§ Istruzioni dell'esercizio
**1.** Riproduci fedelmente il passo del testo sulla salsiccia che si apre con le parole "Il termine italiano, derivato" e si chiude con "innumerevoli varianti dialettali.".
**2.** Rispondi alle seguenti domande sul testo sulla salsiccia.
(a) Nel Paese di Bengodi descritto da Boccaccio, con che cosa si legano le vigne?
(b) Di quale animale è il budello che si riempie per fare la salsiccia?
(c) Da quali due parole latine deriva il termine italiano "salsiccia"?

§ Testo estratto
+-------+

Nel Paese di Bengodi immaginato da Boccaccio nella novella del Decameron dedicata a Calandrino e
all’elitropia, «si legano le vigne con le salsicce» a indicare la ricchezza di una contrada, tanto agiata e abituata a piaceri gastronomici, da poter
relegare a usi agricoli lunghe sfilze di saporiti insaccati.
La salsiccia fa parte dell’immaginario collettivo come preparazione succulenta: un budello di maiale riempito di carne tritata, con l’eventuale
aggiunta di verdure. Elementi ricorrenti il sale, i condimenti, le spezie a renderla più o meno piccante, la forma allungata.
Il termine italiano, derivato dai latini “salsus” (salato) e “insicia” (carne finemente tagliuzzata), transitando attraverso il toscano, in veste
di “salsiccia” ha conquistato la penisola, pur in innumerevoli varianti dialettali.

+-------+

Elementi da una fonte di dati:
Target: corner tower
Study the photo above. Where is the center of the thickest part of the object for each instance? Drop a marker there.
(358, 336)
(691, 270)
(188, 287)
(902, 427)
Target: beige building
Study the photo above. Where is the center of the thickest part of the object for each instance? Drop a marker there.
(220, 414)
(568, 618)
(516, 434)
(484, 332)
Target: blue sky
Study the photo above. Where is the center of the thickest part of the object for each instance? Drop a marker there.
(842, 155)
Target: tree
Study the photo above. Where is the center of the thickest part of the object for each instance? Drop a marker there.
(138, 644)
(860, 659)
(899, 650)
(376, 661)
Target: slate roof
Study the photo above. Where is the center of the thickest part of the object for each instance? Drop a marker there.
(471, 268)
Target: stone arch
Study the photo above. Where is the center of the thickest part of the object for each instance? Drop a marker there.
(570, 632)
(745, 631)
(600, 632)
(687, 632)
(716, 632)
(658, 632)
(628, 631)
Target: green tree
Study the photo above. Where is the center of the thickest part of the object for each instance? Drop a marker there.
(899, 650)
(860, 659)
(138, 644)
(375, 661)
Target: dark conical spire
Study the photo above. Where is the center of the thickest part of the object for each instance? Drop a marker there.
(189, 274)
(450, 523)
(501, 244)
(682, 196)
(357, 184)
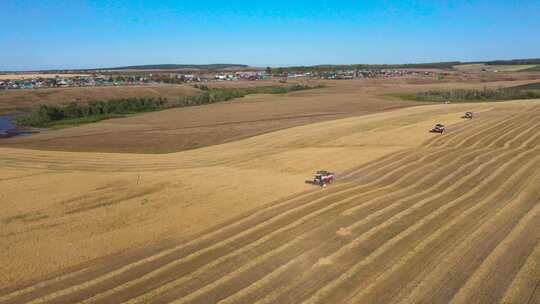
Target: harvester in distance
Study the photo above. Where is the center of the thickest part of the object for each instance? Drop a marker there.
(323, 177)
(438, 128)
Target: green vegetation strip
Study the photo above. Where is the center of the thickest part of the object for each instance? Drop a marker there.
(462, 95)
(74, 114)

+-------+

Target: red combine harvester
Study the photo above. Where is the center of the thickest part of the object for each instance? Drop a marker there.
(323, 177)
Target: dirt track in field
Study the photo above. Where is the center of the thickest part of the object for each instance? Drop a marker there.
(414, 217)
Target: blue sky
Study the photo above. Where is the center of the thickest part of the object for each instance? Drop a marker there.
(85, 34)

+-------+

§ Esercizio svolto
**1.**
Il termine italiano, derivato dai latini “salsus” (salato) e “insicia” (carne finemente tagliuzzata), transitando attraverso il toscano, in veste
di “salsiccia” ha conquistato la penisola, pur in innumerevoli varianti dialettali.

**2.**
(a) Con le salsicce.
(b) Di maiale.
(c) Da "salsus" (salato) e "insicia" (carne finemente tagliuzzata).